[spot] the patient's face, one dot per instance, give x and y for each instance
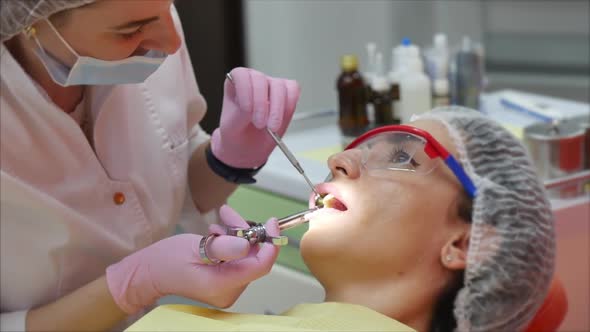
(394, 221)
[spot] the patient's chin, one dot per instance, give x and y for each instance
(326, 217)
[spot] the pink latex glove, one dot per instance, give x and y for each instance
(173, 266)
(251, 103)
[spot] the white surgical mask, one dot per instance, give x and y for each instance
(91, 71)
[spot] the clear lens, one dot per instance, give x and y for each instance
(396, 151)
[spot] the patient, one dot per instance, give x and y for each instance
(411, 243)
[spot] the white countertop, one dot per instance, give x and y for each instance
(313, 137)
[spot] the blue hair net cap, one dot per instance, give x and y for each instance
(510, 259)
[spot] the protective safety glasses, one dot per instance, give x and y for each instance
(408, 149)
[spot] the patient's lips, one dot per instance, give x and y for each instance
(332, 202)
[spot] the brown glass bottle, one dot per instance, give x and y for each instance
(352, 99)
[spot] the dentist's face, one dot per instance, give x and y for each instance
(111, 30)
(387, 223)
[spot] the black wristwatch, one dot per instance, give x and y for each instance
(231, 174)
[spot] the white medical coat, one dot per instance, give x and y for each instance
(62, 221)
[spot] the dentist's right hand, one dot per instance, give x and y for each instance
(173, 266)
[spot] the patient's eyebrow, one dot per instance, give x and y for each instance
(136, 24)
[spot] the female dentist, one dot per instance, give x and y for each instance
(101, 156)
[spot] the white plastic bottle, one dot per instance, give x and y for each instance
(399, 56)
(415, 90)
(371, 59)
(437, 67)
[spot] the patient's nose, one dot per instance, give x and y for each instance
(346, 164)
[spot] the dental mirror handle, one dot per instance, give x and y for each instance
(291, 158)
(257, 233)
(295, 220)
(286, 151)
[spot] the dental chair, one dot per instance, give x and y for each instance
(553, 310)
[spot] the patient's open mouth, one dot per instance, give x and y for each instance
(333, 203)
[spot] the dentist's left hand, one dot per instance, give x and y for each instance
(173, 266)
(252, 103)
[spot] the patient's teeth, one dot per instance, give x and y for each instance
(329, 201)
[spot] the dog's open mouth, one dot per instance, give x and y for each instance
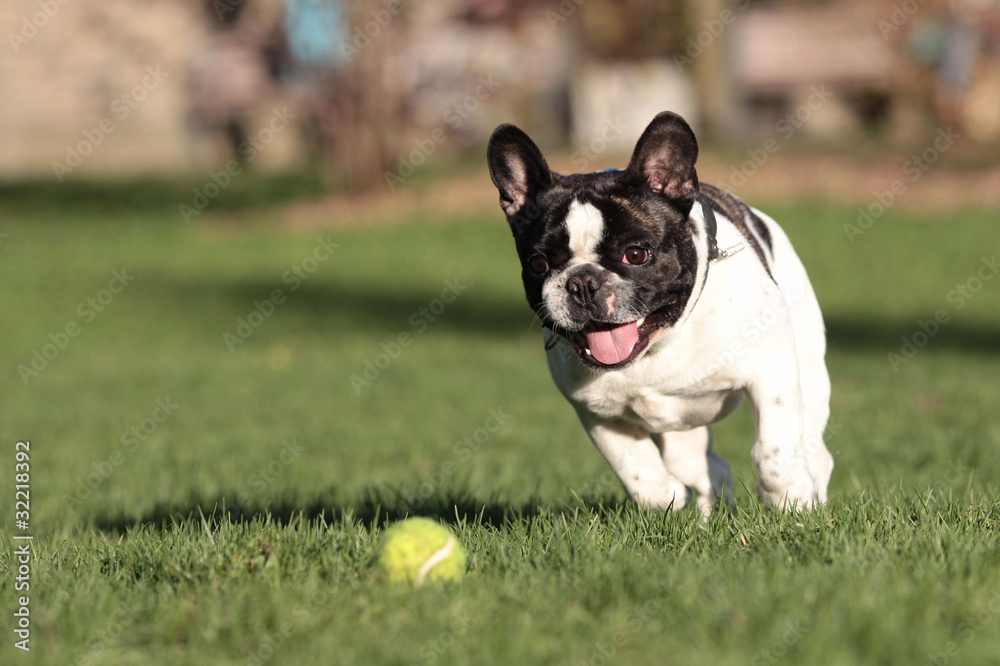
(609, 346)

What is expected –
Please write out the listing again from the line with "[spot] the dentist's left" through the end of the listing, requests included, shifting every coordinate in the answers by adding 49 to it. Leave the pictures out.

Exercise response –
[spot] the dentist's left hand, one dot per instance, give x and y for each instance
(222, 315)
(301, 152)
[spot] the patient's teeth, one dot per instance, give x and y for each instance
(378, 250)
[spot] the dog's open mouth, one dot per instance, give x and y for each instance
(658, 395)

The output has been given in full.